### 確認対象本文
■ ■ ■ ■ ■ ■ ■
環境ビジネス国内最大級 大栄環境 【9336・プライム市場】

海外機関投資家率約6割、ESG株で注目集める
公民連携、M&Aにより事業規模を拡大

2022年12月14日、環境ビジネスの注目株として大栄環境が東証プライムに直接上場した。同社は産廃処理の大手として知る人ぞ知る存在だったが、今では海外投資家からESG株として注目されており、海外の機関投資家率が58%(流動株中の比率)と非常に高いのが特徴だ。近年、法改正を背景に業界の再編が進む中、同社ではM&Aによって事業を拡大。連結子会社33社、事業拠点68カ所と、業界において国内最大級の事業規模で展開している。これまで西日本を主軸としてきた同社だが、今後は東日本でのM&A、自治体との連携などにより、更に事業を拡大していく方針だ。
大栄環境-金子 文雄

金子 文雄(かねこ ふみお)
■ ■ ■ ■ ■ ■ ■
### 表示データ
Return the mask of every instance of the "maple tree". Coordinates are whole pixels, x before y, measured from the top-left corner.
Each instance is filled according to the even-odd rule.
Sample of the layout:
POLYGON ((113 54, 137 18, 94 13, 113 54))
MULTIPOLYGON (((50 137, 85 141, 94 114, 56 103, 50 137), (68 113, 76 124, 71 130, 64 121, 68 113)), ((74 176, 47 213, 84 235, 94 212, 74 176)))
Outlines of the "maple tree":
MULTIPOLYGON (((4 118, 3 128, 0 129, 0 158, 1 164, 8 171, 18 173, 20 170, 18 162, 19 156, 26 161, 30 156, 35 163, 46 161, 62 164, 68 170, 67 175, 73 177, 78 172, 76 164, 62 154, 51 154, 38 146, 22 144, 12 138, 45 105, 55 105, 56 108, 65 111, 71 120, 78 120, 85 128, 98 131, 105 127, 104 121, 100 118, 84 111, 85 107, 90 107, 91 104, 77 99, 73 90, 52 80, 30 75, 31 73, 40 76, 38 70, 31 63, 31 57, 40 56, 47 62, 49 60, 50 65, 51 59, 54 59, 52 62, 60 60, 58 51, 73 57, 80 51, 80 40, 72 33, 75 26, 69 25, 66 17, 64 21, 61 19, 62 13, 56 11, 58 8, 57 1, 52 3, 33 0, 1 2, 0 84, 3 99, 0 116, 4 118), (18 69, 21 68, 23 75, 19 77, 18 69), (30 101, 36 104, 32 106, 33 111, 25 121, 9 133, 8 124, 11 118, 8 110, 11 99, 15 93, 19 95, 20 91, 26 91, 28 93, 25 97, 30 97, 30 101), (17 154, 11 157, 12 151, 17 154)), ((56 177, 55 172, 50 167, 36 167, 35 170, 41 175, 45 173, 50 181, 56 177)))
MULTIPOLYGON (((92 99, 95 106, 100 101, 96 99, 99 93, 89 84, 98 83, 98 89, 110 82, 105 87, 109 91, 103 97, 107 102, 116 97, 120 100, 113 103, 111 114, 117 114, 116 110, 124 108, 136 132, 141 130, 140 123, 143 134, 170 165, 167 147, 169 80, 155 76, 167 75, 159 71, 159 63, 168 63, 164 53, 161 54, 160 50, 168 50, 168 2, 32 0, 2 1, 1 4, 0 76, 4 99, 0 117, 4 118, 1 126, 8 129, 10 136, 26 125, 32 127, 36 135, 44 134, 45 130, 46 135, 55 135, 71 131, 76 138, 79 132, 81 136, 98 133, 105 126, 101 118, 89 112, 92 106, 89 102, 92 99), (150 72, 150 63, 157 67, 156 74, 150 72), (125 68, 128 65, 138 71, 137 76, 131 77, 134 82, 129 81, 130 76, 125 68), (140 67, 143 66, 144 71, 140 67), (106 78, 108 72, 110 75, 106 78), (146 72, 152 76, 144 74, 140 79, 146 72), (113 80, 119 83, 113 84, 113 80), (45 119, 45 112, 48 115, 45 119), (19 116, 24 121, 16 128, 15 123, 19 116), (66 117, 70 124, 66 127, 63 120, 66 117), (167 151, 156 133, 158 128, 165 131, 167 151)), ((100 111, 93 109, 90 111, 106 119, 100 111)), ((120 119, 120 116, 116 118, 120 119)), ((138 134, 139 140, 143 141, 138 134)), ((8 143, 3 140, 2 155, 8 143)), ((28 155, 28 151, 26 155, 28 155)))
■ ■ ■ ■ ■ ■ ■
### タスク詳細
大栄環境に関する本文から、「2022年12月14日、環境」から「金子 文雄(かねこ ふみお)」までの範囲を一字も変えずに書き出してください。

### 処理結果
2022年12月14日、環境ビジネスの注目株として大栄環境が東証プライムに直接上場した。同社は産廃処理の大手として知る人ぞ知る存在だったが、今では海外投資家からESG株として注目されており、海外の機関投資家率が58%(流動株中の比率)と非常に高いのが特徴だ。近年、法改正を背景に業界の再編が進む中、同社ではM&Aによって事業を拡大。連結子会社33社、事業拠点68カ所と、業界において国内最大級の事業規模で展開している。これまで西日本を主軸としてきた同社だが、今後は東日本でのM&A、自治体との連携などにより、更に事業を拡大していく方針だ。
大栄環境-金子 文雄

金子 文雄(かねこ ふみお)